> Requirements: Count how many lines in the entries below contain the word "grass". Reply with the number alone.

((

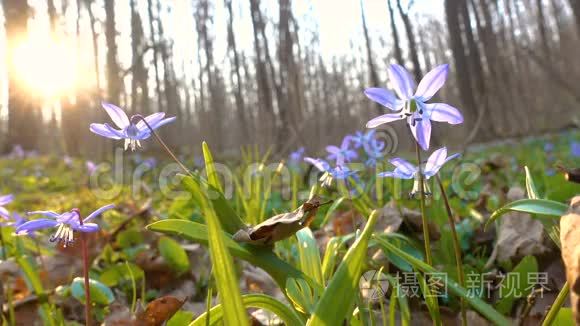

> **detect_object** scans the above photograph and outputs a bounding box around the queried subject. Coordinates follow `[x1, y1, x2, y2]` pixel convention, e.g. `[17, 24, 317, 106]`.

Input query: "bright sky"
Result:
[0, 0, 444, 117]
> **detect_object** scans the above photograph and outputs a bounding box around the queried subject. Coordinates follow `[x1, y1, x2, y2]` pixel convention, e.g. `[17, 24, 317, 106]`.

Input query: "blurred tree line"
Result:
[0, 0, 580, 155]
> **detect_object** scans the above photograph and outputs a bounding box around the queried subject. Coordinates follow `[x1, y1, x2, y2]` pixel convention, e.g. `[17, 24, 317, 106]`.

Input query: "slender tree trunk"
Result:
[387, 0, 405, 66]
[105, 0, 122, 105]
[397, 0, 423, 81]
[2, 0, 41, 149]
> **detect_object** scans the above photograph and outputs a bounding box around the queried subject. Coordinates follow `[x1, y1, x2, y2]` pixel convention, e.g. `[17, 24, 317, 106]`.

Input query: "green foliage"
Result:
[158, 237, 189, 274]
[70, 277, 115, 306]
[485, 199, 568, 227]
[307, 211, 379, 325]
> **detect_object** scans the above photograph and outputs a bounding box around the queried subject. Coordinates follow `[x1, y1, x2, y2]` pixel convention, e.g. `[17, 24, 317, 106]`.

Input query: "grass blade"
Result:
[189, 294, 304, 326]
[307, 211, 379, 325]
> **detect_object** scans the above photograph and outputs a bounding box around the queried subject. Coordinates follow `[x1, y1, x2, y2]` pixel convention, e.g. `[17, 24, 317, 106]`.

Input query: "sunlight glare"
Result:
[12, 37, 77, 98]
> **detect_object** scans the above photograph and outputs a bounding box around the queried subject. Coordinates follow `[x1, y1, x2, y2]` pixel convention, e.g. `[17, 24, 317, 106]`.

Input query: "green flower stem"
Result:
[542, 282, 570, 326]
[415, 141, 432, 265]
[435, 174, 467, 326]
[0, 226, 6, 260]
[73, 208, 91, 326]
[131, 115, 193, 177]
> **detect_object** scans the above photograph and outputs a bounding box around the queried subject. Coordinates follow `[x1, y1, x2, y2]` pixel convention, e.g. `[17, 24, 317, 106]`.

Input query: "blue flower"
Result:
[0, 195, 14, 218]
[16, 204, 115, 247]
[90, 102, 176, 151]
[570, 142, 580, 157]
[379, 147, 460, 196]
[289, 147, 306, 164]
[326, 135, 358, 165]
[365, 64, 463, 150]
[304, 157, 357, 186]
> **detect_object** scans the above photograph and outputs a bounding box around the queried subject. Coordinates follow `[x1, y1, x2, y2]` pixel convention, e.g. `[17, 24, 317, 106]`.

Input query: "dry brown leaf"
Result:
[560, 196, 580, 324]
[135, 296, 187, 326]
[488, 187, 550, 266]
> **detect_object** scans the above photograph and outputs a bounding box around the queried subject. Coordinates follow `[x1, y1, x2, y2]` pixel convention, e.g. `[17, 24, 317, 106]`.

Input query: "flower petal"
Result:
[101, 102, 129, 129]
[326, 145, 340, 154]
[415, 64, 449, 101]
[15, 218, 59, 235]
[0, 195, 14, 206]
[304, 157, 330, 172]
[83, 204, 115, 223]
[425, 103, 463, 125]
[72, 223, 99, 233]
[389, 157, 417, 175]
[150, 117, 177, 130]
[0, 206, 10, 218]
[388, 64, 415, 100]
[423, 147, 447, 175]
[365, 87, 405, 111]
[26, 211, 62, 218]
[137, 112, 165, 129]
[367, 113, 403, 128]
[410, 117, 431, 151]
[89, 123, 123, 139]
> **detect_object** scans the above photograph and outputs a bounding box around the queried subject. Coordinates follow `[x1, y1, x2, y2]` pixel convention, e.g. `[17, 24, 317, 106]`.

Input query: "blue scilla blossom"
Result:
[570, 142, 580, 157]
[90, 102, 176, 151]
[288, 147, 306, 164]
[364, 139, 386, 167]
[0, 195, 14, 218]
[304, 157, 356, 186]
[379, 147, 460, 196]
[365, 64, 463, 150]
[544, 142, 554, 153]
[326, 135, 358, 165]
[350, 130, 376, 148]
[16, 204, 115, 247]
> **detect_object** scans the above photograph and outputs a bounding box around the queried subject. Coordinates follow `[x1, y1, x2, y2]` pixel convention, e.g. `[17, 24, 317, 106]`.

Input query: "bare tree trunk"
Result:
[105, 0, 122, 105]
[2, 0, 41, 149]
[225, 0, 250, 139]
[397, 0, 423, 81]
[387, 0, 405, 66]
[568, 0, 580, 38]
[536, 0, 550, 59]
[147, 0, 165, 111]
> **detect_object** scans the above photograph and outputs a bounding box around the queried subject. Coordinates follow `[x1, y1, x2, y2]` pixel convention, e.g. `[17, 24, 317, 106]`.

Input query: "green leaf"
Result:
[99, 262, 145, 287]
[296, 227, 324, 285]
[495, 256, 538, 314]
[524, 166, 540, 199]
[147, 219, 316, 288]
[181, 175, 245, 234]
[307, 211, 379, 325]
[285, 278, 320, 315]
[201, 142, 223, 193]
[157, 237, 189, 274]
[374, 236, 511, 326]
[70, 277, 115, 306]
[189, 294, 304, 326]
[201, 190, 249, 325]
[485, 199, 568, 228]
[167, 310, 193, 326]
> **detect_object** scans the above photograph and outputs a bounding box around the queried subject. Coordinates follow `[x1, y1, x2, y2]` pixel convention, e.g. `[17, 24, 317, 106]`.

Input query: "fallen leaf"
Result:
[135, 296, 187, 326]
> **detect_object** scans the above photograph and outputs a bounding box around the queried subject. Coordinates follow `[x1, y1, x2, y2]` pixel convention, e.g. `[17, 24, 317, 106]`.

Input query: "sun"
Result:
[12, 36, 77, 98]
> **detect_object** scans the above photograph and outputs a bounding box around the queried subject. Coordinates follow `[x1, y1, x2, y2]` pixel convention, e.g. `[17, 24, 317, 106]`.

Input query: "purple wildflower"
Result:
[365, 64, 463, 150]
[326, 135, 358, 165]
[16, 204, 115, 247]
[85, 161, 97, 175]
[379, 147, 460, 196]
[570, 141, 580, 157]
[0, 195, 14, 218]
[90, 102, 176, 151]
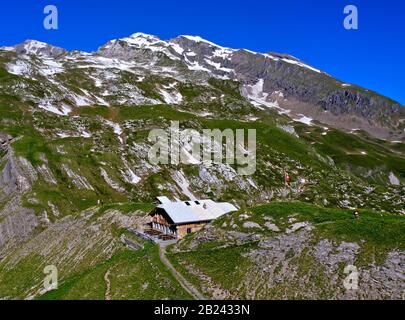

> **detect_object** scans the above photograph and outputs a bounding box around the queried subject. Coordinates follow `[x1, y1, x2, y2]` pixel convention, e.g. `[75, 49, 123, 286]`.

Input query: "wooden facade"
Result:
[150, 208, 210, 239]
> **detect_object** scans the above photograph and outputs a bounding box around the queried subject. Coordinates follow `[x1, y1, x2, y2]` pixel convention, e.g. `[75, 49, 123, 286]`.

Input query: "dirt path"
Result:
[104, 270, 111, 300]
[159, 243, 207, 300]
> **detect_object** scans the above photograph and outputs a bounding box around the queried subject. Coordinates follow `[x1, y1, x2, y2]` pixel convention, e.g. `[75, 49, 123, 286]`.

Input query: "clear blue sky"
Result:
[0, 0, 405, 105]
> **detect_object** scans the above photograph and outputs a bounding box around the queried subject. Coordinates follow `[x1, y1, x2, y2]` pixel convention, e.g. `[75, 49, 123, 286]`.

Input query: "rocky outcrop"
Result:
[0, 134, 39, 257]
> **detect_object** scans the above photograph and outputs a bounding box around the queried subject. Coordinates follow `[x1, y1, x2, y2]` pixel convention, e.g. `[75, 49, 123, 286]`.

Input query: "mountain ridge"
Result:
[2, 32, 405, 141]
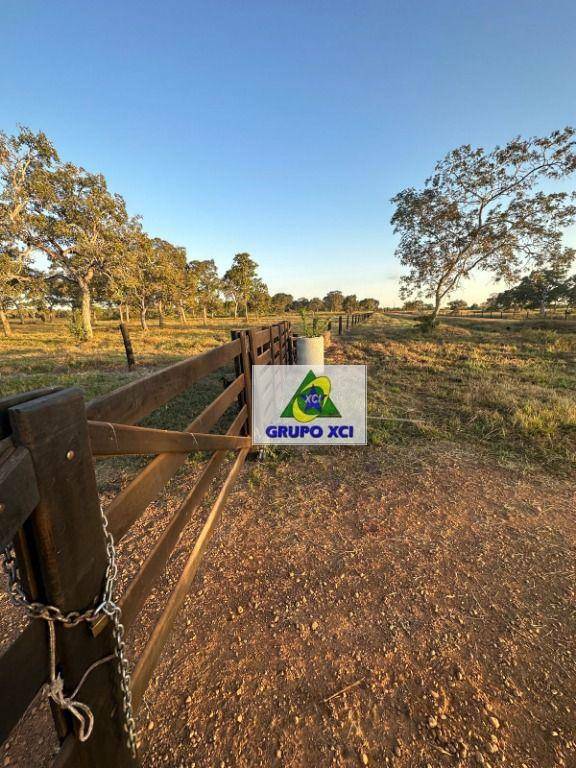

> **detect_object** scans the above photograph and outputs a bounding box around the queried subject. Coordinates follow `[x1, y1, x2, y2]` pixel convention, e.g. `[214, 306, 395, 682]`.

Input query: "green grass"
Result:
[0, 315, 576, 473]
[0, 317, 296, 399]
[350, 316, 576, 473]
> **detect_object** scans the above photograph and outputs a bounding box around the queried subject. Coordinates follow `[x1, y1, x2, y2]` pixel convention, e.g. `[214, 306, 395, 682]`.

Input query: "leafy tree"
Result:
[152, 237, 186, 328]
[392, 127, 576, 320]
[33, 163, 128, 339]
[359, 299, 380, 312]
[123, 221, 163, 332]
[188, 259, 222, 325]
[495, 248, 574, 315]
[565, 275, 576, 308]
[448, 299, 468, 315]
[270, 293, 294, 313]
[250, 278, 270, 315]
[223, 253, 258, 320]
[0, 127, 58, 336]
[308, 296, 324, 312]
[323, 291, 344, 312]
[176, 263, 198, 325]
[402, 299, 426, 312]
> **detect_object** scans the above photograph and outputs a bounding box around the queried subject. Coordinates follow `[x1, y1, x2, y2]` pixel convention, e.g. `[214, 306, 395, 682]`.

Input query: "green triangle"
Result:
[280, 371, 340, 419]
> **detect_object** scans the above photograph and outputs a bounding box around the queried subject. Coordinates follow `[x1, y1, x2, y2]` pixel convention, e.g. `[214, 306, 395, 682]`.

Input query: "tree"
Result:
[250, 278, 270, 315]
[324, 291, 344, 312]
[124, 221, 162, 332]
[270, 293, 294, 313]
[0, 127, 58, 336]
[495, 248, 575, 315]
[392, 128, 576, 320]
[152, 237, 186, 328]
[223, 253, 258, 320]
[359, 299, 380, 312]
[32, 163, 128, 339]
[342, 293, 358, 312]
[308, 296, 324, 312]
[189, 259, 222, 325]
[176, 263, 198, 325]
[566, 275, 576, 308]
[448, 299, 468, 315]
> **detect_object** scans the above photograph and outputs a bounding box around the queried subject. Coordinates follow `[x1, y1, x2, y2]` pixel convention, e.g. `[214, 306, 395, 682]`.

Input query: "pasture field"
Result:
[0, 316, 290, 399]
[0, 313, 576, 768]
[0, 314, 576, 473]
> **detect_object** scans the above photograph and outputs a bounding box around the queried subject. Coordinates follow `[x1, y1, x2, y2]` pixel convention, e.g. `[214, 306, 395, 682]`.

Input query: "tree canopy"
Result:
[392, 127, 576, 317]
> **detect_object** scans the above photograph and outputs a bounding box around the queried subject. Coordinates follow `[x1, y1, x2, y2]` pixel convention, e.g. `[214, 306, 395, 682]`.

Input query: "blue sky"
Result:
[0, 0, 576, 304]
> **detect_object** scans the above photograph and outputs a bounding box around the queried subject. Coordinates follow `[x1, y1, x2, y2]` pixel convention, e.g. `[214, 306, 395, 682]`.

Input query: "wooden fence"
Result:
[0, 313, 368, 768]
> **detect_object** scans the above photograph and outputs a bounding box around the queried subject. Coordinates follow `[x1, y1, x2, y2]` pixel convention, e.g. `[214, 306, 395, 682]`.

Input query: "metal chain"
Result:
[1, 507, 136, 757]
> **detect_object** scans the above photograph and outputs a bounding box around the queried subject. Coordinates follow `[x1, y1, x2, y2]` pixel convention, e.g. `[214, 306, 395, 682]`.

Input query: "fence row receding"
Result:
[0, 313, 369, 768]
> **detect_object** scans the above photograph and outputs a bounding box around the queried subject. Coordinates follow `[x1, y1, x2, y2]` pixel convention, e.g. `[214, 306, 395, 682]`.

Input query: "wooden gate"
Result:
[0, 313, 369, 768]
[0, 323, 291, 767]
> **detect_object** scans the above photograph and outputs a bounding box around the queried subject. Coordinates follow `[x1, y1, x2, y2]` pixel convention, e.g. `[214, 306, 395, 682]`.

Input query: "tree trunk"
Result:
[0, 309, 12, 336]
[80, 285, 94, 339]
[430, 295, 442, 323]
[540, 299, 546, 317]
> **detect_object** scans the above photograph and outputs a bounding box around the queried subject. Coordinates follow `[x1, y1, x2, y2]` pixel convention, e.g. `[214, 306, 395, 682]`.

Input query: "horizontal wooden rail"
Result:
[93, 406, 248, 634]
[88, 421, 250, 456]
[86, 340, 241, 424]
[254, 349, 272, 365]
[106, 374, 244, 541]
[132, 449, 248, 709]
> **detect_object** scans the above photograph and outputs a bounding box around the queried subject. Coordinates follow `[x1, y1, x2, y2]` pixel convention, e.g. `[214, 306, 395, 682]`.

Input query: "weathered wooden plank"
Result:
[248, 327, 270, 349]
[132, 449, 248, 708]
[100, 406, 249, 627]
[0, 619, 49, 744]
[11, 389, 135, 768]
[88, 421, 250, 456]
[254, 349, 272, 365]
[0, 446, 40, 547]
[0, 387, 60, 438]
[106, 376, 244, 541]
[86, 340, 240, 424]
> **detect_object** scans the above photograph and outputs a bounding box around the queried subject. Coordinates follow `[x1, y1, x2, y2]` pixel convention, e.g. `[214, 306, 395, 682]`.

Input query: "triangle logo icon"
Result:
[280, 371, 341, 423]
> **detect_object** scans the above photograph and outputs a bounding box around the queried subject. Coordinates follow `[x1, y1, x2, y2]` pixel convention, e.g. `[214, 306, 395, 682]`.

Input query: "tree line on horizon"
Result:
[0, 127, 378, 339]
[391, 126, 576, 325]
[402, 261, 576, 315]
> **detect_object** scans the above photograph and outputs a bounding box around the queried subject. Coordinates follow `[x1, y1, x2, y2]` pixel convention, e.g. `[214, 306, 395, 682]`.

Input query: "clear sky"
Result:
[0, 0, 576, 304]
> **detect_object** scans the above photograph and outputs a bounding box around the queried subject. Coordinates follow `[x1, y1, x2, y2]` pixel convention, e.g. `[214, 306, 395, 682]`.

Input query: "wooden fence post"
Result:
[10, 388, 137, 768]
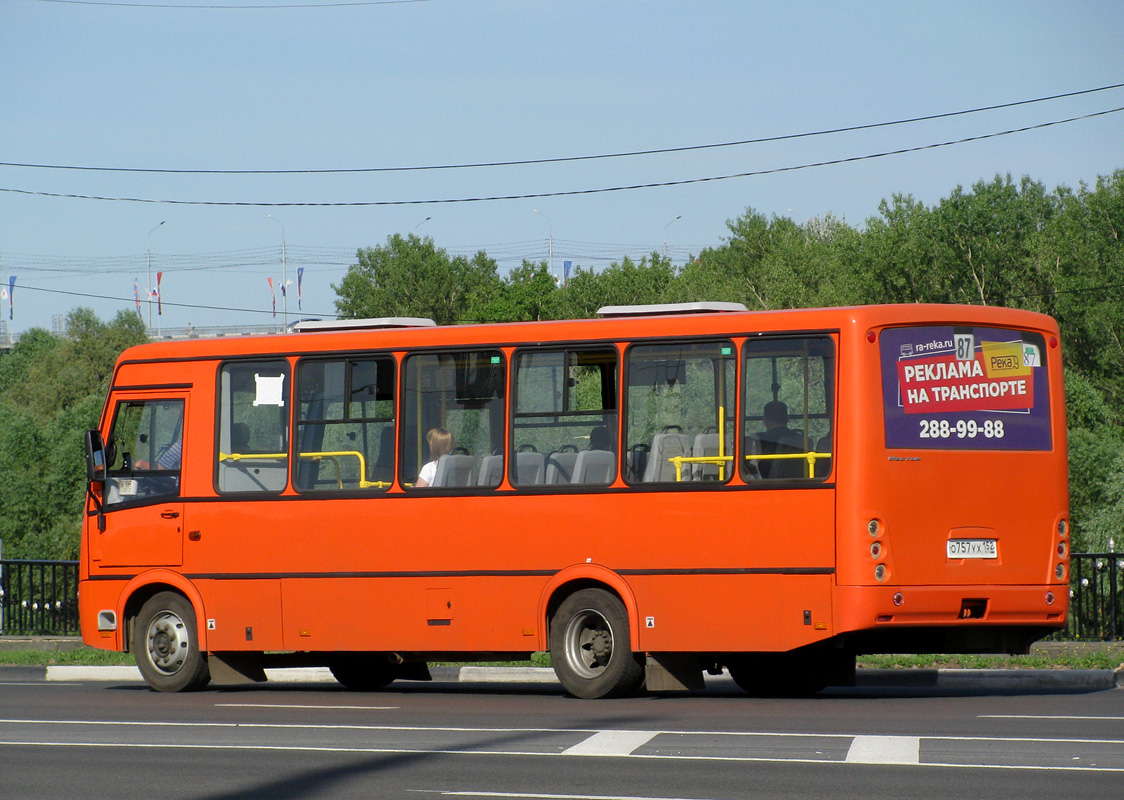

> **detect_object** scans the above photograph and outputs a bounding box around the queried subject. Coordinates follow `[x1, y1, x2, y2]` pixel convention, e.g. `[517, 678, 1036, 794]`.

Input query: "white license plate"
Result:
[948, 539, 999, 558]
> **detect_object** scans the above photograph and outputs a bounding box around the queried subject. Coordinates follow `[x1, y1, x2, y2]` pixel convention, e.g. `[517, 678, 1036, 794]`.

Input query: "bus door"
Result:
[89, 393, 187, 566]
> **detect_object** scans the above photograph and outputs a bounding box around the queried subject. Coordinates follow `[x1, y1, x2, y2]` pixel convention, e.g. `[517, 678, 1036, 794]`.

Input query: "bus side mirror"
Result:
[85, 430, 106, 483]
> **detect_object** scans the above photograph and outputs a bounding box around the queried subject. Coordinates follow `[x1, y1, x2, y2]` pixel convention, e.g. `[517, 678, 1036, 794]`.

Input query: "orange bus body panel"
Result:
[80, 306, 1068, 674]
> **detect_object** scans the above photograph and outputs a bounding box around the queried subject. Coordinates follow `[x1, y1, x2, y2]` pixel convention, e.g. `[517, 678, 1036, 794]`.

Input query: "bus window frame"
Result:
[736, 330, 840, 490]
[289, 349, 401, 497]
[210, 353, 298, 500]
[512, 339, 624, 492]
[618, 334, 744, 491]
[395, 343, 511, 496]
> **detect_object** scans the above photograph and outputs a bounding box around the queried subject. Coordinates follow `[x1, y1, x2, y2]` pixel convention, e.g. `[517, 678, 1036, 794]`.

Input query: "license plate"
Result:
[948, 539, 999, 558]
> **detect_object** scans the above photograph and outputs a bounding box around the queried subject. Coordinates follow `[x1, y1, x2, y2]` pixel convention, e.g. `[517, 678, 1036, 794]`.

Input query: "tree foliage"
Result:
[0, 309, 146, 558]
[8, 170, 1124, 557]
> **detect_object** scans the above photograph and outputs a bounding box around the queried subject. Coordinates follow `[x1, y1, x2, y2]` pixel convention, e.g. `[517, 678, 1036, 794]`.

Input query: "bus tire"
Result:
[328, 654, 397, 692]
[550, 589, 644, 700]
[132, 592, 210, 692]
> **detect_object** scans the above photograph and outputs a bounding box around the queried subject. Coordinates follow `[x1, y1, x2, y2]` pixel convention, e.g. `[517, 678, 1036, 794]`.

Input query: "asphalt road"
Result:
[0, 672, 1124, 800]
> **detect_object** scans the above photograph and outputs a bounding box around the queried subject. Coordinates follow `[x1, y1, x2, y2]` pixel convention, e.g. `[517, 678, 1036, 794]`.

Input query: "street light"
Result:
[145, 219, 167, 330]
[265, 213, 289, 330]
[663, 215, 683, 261]
[531, 208, 555, 278]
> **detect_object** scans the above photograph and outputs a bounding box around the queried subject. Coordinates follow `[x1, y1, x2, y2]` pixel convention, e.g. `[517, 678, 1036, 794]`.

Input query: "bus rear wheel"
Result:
[133, 592, 210, 692]
[550, 589, 644, 700]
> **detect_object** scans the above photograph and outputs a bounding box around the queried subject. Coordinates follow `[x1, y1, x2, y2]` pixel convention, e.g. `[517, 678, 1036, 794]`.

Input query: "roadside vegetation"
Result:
[0, 170, 1124, 558]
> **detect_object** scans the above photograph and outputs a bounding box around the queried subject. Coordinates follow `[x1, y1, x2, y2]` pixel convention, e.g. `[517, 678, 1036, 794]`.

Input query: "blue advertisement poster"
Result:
[879, 326, 1052, 451]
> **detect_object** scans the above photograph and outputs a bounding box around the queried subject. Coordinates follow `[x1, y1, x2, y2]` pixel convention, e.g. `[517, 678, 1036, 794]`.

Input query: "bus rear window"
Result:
[879, 326, 1052, 451]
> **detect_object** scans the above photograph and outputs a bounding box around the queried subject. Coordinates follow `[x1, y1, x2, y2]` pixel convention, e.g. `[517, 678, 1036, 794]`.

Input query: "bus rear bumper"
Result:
[835, 584, 1069, 653]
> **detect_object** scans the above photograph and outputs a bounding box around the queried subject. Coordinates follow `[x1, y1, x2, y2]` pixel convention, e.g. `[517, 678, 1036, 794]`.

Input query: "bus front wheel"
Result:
[133, 592, 210, 692]
[550, 589, 644, 700]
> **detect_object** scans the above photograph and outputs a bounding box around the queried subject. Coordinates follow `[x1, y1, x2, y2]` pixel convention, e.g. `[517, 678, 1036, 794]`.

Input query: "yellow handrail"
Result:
[745, 451, 832, 478]
[218, 451, 390, 489]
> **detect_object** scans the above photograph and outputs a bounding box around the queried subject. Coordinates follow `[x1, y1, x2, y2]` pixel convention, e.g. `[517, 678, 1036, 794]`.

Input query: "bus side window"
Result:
[741, 336, 835, 481]
[293, 356, 395, 492]
[511, 346, 617, 487]
[625, 340, 736, 483]
[216, 360, 291, 492]
[106, 400, 183, 506]
[398, 349, 507, 489]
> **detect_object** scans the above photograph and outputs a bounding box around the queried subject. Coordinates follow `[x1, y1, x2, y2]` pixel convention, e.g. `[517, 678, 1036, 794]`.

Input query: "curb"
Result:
[10, 665, 1124, 691]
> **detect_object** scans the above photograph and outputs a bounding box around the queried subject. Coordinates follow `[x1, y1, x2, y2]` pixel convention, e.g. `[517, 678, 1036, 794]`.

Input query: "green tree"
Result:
[0, 309, 145, 558]
[332, 234, 499, 325]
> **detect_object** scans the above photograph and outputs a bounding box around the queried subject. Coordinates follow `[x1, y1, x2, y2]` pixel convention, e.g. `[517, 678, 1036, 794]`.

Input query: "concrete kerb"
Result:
[0, 664, 1124, 691]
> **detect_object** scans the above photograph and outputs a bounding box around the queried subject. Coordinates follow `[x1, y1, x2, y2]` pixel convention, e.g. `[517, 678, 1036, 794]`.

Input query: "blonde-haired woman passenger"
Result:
[414, 428, 456, 489]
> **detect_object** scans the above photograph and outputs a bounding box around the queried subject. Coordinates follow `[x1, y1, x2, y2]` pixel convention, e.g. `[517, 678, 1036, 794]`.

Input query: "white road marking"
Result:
[846, 736, 921, 764]
[562, 730, 660, 755]
[977, 713, 1124, 722]
[215, 702, 399, 711]
[406, 789, 719, 800]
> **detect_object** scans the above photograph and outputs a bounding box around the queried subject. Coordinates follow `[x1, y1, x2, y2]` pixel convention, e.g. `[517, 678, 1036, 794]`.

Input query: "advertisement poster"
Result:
[879, 326, 1052, 451]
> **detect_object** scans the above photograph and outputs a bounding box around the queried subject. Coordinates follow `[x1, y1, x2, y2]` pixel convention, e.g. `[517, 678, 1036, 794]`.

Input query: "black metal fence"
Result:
[0, 553, 1124, 642]
[0, 558, 79, 636]
[1054, 553, 1124, 642]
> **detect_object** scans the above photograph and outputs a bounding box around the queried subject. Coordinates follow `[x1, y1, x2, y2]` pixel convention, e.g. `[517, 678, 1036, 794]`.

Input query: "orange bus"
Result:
[79, 303, 1069, 698]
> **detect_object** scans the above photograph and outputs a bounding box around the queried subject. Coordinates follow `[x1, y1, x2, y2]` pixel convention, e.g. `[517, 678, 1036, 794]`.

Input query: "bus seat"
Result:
[570, 449, 616, 483]
[511, 451, 546, 487]
[546, 451, 578, 483]
[477, 455, 504, 487]
[755, 430, 808, 480]
[433, 453, 477, 487]
[644, 430, 691, 483]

))

> Result: 2